__YOUR OBJECTIVE__.
Continue the report on the equality bodies workshop from the point where it stops.

__DOCUMENT EXTRACT__.
-------

Strasbourg, 14 October 2010

English only

“Effective and independent structures for promoting equality”
Expert Workshop organised by the Council of Europe Commissioner for Human Rights (Strasbourg, 8-9 July 2010)

Report by Niall Crowley, Workshop Rapporteur


This expert workshop offered the possibility to explore and debate the ideas and measures required to:

    · establish equality bodies;
    · support equality bodies;
    · ensure equality bodies are effective and independent;
    · realise the potential of equality bodies.

It was highlighted that this debate needed to take account of the diversity of equality bodies. This diversity is evident in the functions accorded to equality bodies – equality bodies that are primarily promotional and equality bodies that are primarily quasi judicial in particular. It is evident in the grounds covered by equality bodies – in particular equality bodies with a mandate in relation to one ground and equality bodies that cover a number of grounds. Diversity is evident in the structure and scale of the equality bodies. It is also evident in the history, and length of history, of the equality bodies.

The starting point for the debate was deemed to be the unique nature of the equality bodies. They are statutory bodies but not an agent of the state because they must be independent. However they are not part of civil society as they are statutory bodies. This uniqueness is the strength of the equality bodies – their source of added value. This uniqueness is a source of challenge to equality bodies as there is a fine line to be sustained in their work to hold this unique space.

Purpose of Equality Bodies

The debate on equality bodies was located within some level of shared understanding of the purpose of equality bodies. Three dimensions to this purpose were identified:

    · to implement functions set out in equal treatment legislation;
    · to realize the mandate accorded to the equality body under equal treatment legislation – this can include combating discrimination, promoting equality, promoting positive action and promoting good relations;
    · to achieve an impact on society – to contribute to social change, to contribute to collective development that goes beyond the individual claimant to encompass the whole society.

-------

__DATA SHOWN__.
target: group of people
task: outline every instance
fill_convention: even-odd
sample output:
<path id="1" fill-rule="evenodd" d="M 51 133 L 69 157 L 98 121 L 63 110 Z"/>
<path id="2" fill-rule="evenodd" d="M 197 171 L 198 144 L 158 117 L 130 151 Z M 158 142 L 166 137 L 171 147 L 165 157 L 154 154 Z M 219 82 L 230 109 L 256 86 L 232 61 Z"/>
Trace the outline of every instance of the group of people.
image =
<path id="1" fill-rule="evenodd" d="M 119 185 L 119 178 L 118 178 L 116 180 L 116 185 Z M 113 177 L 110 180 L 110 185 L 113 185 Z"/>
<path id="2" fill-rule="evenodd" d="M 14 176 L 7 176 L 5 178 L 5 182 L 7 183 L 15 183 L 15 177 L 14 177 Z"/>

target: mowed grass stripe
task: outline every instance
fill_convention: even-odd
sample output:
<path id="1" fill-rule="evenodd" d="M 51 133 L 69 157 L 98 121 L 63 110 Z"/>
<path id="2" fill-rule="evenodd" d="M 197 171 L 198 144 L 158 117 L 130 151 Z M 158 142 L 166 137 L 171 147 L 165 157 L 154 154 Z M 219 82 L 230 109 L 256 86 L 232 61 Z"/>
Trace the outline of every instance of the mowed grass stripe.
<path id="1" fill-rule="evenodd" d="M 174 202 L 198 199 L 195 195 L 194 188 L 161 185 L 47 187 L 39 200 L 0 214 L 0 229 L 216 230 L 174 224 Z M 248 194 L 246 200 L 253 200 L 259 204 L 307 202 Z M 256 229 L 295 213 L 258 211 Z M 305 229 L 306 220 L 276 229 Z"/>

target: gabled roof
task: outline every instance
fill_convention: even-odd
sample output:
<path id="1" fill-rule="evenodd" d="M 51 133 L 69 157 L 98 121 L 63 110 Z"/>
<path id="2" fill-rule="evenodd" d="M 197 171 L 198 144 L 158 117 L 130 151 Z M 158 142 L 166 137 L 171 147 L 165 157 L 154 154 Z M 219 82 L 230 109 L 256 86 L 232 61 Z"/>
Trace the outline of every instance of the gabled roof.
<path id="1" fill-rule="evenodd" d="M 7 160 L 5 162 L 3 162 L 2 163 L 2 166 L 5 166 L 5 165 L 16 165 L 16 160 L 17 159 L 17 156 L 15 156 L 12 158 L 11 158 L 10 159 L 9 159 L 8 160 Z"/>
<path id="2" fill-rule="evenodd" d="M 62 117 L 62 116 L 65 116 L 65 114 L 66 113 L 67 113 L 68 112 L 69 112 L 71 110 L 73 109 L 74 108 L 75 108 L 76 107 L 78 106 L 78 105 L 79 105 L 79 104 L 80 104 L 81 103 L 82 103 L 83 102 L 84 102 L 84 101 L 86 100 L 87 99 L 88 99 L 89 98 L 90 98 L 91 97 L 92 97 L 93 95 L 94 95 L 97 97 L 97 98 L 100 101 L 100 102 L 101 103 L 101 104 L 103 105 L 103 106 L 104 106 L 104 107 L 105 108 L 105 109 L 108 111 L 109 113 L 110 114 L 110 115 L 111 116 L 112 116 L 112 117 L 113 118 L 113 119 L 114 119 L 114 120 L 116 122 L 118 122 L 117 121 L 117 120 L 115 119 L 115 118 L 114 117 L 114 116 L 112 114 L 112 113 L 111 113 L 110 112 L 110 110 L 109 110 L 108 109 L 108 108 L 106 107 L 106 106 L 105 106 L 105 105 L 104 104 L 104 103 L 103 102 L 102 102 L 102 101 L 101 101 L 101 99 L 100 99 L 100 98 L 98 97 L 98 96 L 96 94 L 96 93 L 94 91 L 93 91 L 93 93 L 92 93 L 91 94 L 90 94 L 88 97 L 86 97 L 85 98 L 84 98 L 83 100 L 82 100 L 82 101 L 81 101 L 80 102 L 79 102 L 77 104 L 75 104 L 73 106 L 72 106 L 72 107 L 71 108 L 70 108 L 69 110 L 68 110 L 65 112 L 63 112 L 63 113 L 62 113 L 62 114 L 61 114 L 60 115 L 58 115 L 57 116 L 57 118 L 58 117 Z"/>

-------

__RESPONSE TO THE TASK__.
This broad definition of purpose provided a useful context within which participants explored what is needed to establish, support and realize the potential of equality bodies. The debate on independence, effectiveness, stakeholder participation and under-reporting took place within this perspective of impact. In this way issues and ideas were identified at three different levels:

    · issues and ideas that relate to the INTERNAL operation of the equality bodies;
    · issues and ideas that relate to the EXTERNAL influences on equality bodies;
    · issues and ideas that relate to the INTERNATIONAL context for equality bodies.

Finally, in this debate, it was acknowledged that equality bodies are not an island within their different jurisdictions. They form part of a wider machinery for promoting equality and combating discrimination. The nature, extent and ambition of this wider machinery in each jurisdiction will determine what is needed to secure independent and effective equality bodies.


The independence enjoyed by the equality body was identified as a factor in the extent to which the equality body makes an impact.

What independence looks like in practice was a focus for examination. Independence is about the equality body being able to determine its own priorities, to allocate its resources as it sees fit, to make decisions in relation to its own staff and to exercise all of its powers as, and when, it deems necessary. It is about how the organization is structured vis a vis Government. It is about the equality body articulating a critical voice – especially in times of crisis.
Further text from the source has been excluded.